## GOAL OF THE EXERCISE
Copy the items below, starting at the line that contains "Help me locate the red" and stopping after the line that contains "31, 288, 75]]". Replace "red apple" with "green apple" and leave everything else unchanged.

BEGIN DATA RECORDS

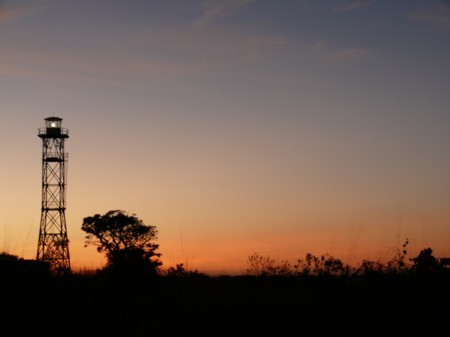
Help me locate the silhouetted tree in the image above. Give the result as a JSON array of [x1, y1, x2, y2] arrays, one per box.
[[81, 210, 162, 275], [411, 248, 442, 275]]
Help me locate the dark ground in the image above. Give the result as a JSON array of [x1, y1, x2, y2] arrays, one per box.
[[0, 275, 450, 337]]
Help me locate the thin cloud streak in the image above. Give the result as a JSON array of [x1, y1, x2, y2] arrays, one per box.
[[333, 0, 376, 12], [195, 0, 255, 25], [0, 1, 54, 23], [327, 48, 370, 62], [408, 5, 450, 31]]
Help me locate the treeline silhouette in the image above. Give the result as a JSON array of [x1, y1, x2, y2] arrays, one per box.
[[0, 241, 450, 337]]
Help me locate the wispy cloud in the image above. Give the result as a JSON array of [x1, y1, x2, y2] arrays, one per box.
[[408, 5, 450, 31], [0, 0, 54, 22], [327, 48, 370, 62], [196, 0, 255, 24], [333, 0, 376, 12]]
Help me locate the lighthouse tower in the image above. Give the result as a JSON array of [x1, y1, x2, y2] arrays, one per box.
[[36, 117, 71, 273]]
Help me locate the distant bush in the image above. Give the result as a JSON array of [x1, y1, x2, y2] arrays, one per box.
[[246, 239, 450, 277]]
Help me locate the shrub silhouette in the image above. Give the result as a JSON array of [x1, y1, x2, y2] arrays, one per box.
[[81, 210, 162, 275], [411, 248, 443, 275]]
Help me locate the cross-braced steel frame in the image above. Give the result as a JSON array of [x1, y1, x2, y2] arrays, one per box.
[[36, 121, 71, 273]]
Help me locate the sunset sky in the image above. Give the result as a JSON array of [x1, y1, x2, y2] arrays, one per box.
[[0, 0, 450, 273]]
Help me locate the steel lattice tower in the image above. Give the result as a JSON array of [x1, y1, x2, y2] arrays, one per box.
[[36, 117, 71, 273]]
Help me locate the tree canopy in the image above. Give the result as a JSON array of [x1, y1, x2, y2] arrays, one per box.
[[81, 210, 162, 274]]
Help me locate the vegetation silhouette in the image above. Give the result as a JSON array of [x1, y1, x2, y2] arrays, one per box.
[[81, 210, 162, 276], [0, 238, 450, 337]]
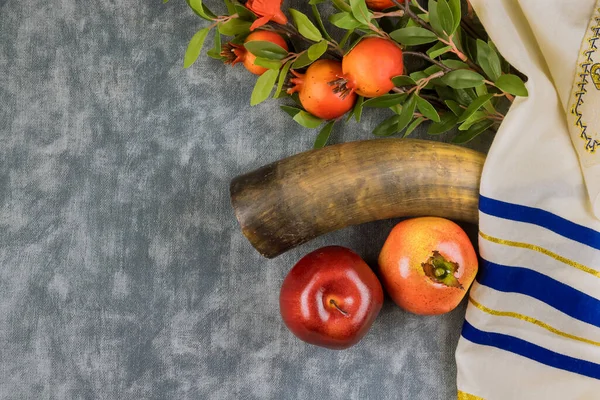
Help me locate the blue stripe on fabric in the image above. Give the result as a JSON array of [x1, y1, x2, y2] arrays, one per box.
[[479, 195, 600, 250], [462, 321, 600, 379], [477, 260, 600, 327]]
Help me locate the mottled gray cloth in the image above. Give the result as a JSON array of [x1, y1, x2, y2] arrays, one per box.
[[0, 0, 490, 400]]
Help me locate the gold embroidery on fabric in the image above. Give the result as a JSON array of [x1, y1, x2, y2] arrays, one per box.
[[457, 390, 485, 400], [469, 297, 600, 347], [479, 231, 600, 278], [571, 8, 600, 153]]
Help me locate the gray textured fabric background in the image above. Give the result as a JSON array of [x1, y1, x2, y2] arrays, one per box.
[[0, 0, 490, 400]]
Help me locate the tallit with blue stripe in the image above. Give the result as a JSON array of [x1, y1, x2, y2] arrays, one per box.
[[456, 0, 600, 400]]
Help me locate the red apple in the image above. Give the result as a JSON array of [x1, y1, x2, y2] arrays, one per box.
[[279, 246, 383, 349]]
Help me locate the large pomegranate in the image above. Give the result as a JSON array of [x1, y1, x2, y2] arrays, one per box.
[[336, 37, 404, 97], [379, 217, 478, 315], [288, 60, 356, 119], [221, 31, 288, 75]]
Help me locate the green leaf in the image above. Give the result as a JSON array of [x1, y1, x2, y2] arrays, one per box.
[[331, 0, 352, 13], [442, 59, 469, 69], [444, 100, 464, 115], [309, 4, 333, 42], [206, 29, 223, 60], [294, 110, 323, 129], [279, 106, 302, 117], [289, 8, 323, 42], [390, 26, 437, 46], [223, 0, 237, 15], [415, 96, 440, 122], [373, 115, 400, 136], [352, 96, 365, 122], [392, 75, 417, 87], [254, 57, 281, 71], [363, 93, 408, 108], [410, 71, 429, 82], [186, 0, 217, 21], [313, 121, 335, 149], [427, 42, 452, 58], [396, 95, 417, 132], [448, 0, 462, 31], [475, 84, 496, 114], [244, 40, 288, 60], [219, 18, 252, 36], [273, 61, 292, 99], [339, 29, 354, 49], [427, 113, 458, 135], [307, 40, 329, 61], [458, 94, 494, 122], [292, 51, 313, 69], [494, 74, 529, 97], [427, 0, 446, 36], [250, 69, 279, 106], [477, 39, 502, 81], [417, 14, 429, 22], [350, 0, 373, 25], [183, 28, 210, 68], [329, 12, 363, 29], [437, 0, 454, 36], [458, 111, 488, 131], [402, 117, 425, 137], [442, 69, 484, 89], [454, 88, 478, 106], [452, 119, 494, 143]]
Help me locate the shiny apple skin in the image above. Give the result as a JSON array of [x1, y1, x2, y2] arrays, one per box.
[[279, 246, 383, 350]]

END DATA RECORDS
BEGIN DATA RECORDS

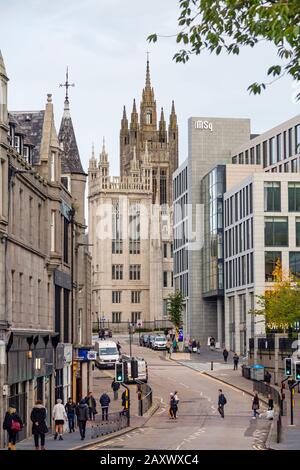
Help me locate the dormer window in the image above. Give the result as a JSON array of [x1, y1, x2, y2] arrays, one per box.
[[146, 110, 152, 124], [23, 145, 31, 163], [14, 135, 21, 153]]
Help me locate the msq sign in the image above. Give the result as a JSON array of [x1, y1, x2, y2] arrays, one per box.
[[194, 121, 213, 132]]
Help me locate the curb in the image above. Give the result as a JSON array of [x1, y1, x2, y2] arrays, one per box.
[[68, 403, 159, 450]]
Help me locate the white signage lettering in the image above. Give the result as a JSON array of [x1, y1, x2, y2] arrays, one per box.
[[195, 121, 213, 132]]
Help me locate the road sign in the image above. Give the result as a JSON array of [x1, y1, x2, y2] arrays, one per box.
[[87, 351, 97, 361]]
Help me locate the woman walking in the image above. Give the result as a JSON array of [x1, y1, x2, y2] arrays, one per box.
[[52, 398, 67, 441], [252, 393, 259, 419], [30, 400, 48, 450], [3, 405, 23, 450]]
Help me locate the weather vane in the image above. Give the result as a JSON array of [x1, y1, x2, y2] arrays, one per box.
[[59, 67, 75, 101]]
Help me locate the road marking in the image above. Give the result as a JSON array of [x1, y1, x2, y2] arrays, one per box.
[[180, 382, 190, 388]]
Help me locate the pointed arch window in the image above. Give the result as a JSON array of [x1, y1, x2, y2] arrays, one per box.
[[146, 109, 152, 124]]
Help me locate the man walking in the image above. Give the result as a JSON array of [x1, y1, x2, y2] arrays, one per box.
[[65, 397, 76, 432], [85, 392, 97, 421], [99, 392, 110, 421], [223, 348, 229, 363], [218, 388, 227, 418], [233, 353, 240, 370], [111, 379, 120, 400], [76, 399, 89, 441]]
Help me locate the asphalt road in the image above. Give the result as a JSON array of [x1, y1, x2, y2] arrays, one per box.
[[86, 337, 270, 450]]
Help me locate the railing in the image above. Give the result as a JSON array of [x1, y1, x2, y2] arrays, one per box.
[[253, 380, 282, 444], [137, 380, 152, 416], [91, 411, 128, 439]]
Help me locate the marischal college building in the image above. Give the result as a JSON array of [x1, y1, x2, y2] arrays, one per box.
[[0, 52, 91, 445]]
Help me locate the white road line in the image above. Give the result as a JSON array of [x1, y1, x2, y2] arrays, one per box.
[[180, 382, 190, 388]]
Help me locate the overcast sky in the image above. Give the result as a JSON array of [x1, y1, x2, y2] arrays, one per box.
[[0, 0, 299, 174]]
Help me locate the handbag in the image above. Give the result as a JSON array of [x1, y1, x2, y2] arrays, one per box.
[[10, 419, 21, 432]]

END DATA RECORDS

## EXERCISE OUTPUT
Help me locate the green apple in the image above. Give the result as a JSON array of [x1, y1, x2, y2] arrays, one per box.
[[279, 246, 383, 349]]
Help me locate the large pomegranate in the image above. Give the result as a JSON array of [x1, y1, x2, y2] arrays, one per box.
[[336, 37, 404, 97], [379, 217, 478, 315], [288, 60, 356, 119], [221, 31, 288, 75]]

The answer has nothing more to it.